Supplied records >>
════════════════

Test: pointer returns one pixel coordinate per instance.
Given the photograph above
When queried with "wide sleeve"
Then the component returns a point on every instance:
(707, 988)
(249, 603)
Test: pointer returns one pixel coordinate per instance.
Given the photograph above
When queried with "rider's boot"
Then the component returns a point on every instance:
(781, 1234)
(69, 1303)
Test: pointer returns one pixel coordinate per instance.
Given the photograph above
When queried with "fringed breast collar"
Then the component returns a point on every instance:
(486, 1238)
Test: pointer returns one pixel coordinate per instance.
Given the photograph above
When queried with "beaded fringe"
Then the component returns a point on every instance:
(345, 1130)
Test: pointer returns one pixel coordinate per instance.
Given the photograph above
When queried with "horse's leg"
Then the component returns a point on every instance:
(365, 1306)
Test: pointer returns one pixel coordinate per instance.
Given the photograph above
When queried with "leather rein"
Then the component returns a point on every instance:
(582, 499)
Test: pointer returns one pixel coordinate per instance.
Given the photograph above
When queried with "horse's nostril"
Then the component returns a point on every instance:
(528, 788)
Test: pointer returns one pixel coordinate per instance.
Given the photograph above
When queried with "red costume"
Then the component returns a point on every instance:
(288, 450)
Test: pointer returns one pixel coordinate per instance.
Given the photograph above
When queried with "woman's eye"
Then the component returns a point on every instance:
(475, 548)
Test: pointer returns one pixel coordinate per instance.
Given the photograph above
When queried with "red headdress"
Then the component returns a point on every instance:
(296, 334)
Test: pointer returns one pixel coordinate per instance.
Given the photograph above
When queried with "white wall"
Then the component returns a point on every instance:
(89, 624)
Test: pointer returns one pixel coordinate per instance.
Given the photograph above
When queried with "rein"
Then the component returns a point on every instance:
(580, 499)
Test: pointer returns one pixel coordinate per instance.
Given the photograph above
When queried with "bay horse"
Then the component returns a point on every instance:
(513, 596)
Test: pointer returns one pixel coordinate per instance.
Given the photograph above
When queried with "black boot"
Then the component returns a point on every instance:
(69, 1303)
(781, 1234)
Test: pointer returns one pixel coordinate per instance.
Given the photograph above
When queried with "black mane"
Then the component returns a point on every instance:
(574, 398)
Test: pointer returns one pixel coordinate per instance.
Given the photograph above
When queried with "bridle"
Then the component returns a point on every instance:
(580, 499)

════════════════

What is required >>
Pull out each line of the records above in which the word "rein" appears, and list those lines in their original order.

The answer >>
When queried with "leather rein"
When queried with "rein"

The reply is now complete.